→ Extracted records
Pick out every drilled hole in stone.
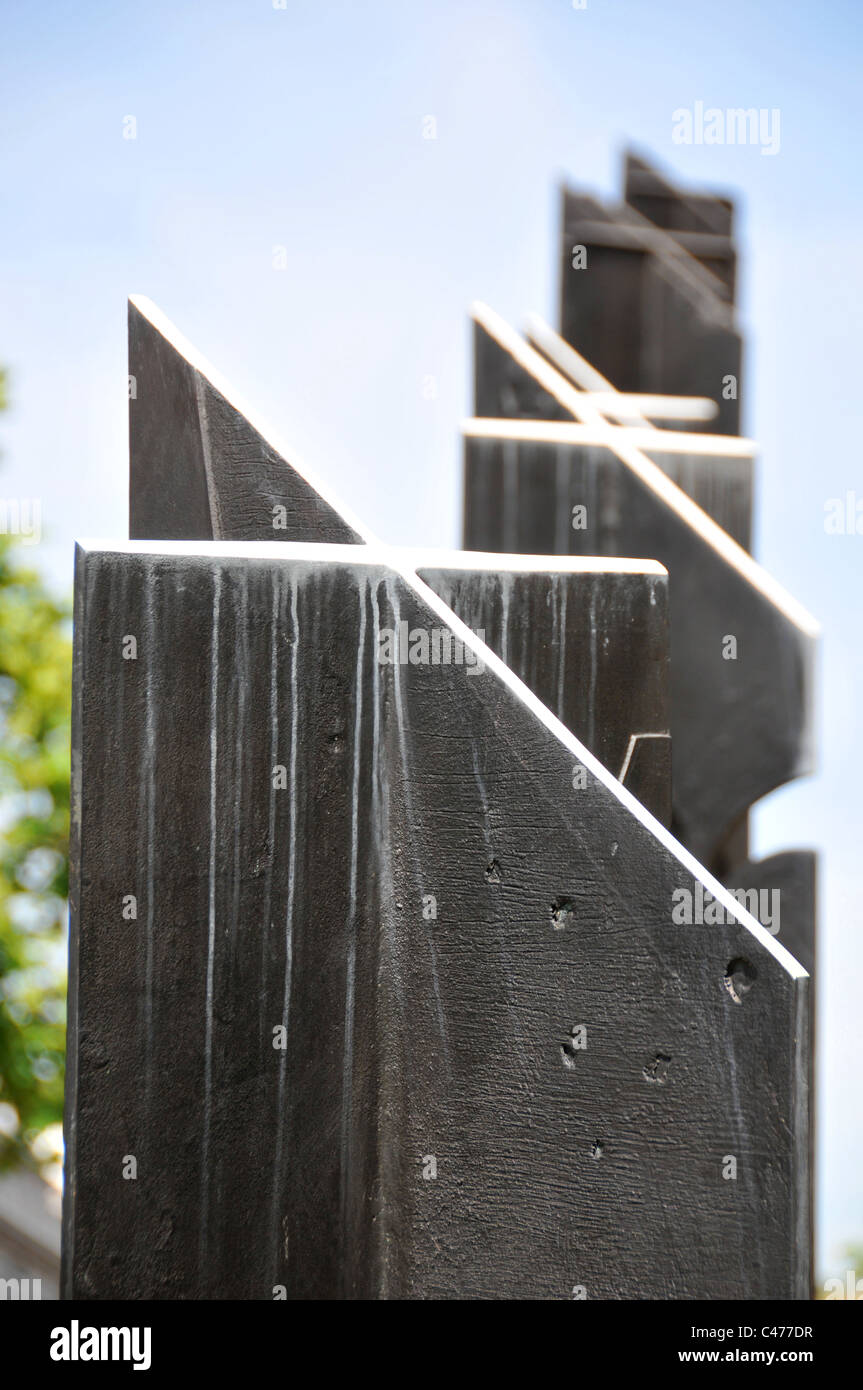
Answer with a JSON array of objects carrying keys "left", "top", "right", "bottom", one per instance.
[
  {"left": 552, "top": 898, "right": 575, "bottom": 931},
  {"left": 643, "top": 1052, "right": 671, "bottom": 1086},
  {"left": 560, "top": 1024, "right": 584, "bottom": 1072},
  {"left": 725, "top": 956, "right": 757, "bottom": 1004}
]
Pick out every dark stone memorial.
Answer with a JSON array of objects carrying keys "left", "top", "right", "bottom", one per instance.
[{"left": 63, "top": 179, "right": 814, "bottom": 1300}]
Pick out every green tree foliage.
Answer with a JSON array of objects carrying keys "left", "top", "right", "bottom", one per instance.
[{"left": 0, "top": 369, "right": 71, "bottom": 1168}]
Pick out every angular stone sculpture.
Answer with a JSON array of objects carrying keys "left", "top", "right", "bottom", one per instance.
[
  {"left": 560, "top": 163, "right": 742, "bottom": 434},
  {"left": 464, "top": 310, "right": 817, "bottom": 867},
  {"left": 64, "top": 542, "right": 807, "bottom": 1300}
]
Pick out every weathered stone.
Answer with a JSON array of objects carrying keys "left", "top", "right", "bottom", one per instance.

→ Aim
Locate every line in the rows above that contains the word "stone" and copy each of those lines. Treat case as significant.

→ Result of the task
Pick out every drilled hole in stone.
Pick out every dark stone memorial.
Pick out every angular stone sculpture.
Pick out every weathered stone.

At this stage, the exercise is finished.